§ **BRIEF**
Show every line from the records below that contains the word "table".

§ **GIVEN RECORDS**
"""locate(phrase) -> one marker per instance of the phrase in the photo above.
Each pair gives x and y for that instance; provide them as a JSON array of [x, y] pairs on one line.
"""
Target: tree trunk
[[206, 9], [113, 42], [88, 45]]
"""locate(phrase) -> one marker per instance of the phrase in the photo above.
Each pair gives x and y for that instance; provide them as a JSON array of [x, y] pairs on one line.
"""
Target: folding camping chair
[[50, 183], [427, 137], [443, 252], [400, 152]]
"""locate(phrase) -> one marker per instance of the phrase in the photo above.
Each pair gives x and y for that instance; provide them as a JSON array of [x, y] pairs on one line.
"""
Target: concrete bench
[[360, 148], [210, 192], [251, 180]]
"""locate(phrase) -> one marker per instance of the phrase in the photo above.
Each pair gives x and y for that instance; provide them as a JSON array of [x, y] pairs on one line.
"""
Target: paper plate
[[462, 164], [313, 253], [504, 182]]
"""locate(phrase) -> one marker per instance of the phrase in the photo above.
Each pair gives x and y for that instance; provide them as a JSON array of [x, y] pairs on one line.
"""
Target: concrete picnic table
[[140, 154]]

* * *

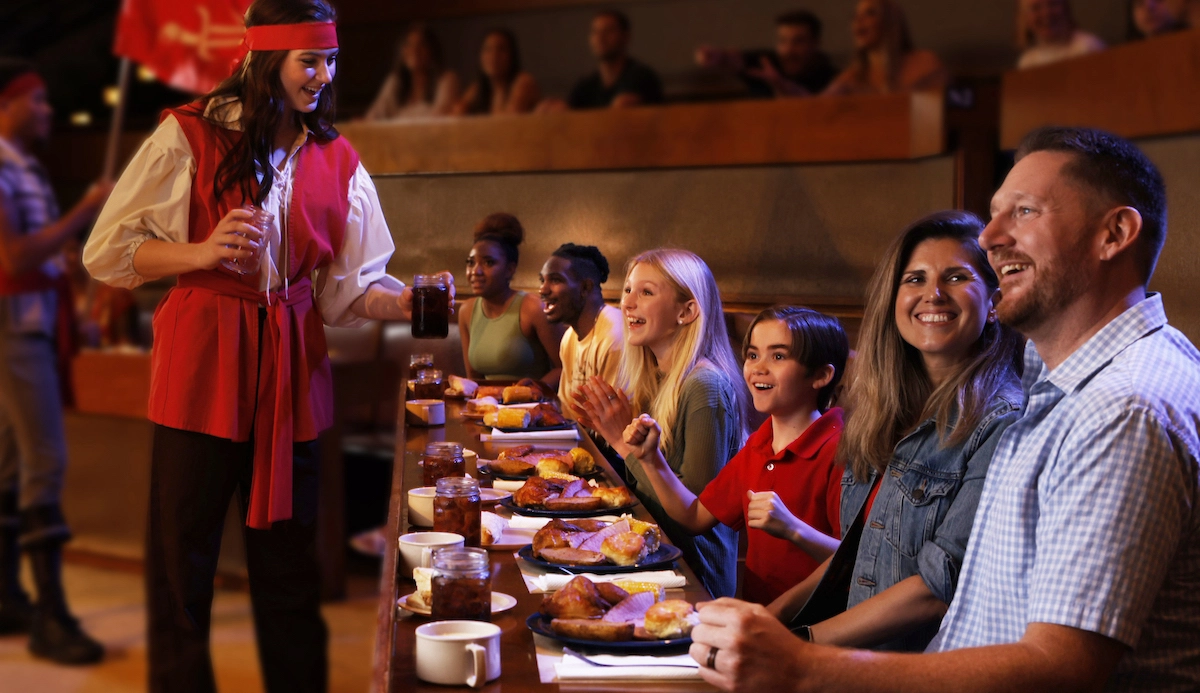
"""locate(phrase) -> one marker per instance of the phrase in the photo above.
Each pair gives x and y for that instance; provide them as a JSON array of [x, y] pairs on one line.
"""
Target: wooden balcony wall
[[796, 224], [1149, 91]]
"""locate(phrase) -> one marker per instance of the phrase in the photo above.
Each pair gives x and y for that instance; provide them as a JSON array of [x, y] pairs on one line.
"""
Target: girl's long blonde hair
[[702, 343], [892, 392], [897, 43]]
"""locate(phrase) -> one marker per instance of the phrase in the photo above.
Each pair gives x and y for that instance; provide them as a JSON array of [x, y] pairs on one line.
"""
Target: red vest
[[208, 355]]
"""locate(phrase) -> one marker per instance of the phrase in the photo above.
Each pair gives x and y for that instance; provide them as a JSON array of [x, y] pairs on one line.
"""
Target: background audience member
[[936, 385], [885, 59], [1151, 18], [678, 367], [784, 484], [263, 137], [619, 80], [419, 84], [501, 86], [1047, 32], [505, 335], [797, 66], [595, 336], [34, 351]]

...

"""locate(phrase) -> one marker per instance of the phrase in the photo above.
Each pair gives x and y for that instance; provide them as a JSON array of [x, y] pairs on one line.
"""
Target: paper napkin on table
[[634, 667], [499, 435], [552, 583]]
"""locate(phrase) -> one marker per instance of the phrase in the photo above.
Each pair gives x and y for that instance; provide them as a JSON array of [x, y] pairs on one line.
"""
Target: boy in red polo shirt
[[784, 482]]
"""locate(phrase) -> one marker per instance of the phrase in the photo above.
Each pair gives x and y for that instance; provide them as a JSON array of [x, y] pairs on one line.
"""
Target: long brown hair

§ **TASK ANSWER**
Target: concrete picnic table
Target: paper napkin on table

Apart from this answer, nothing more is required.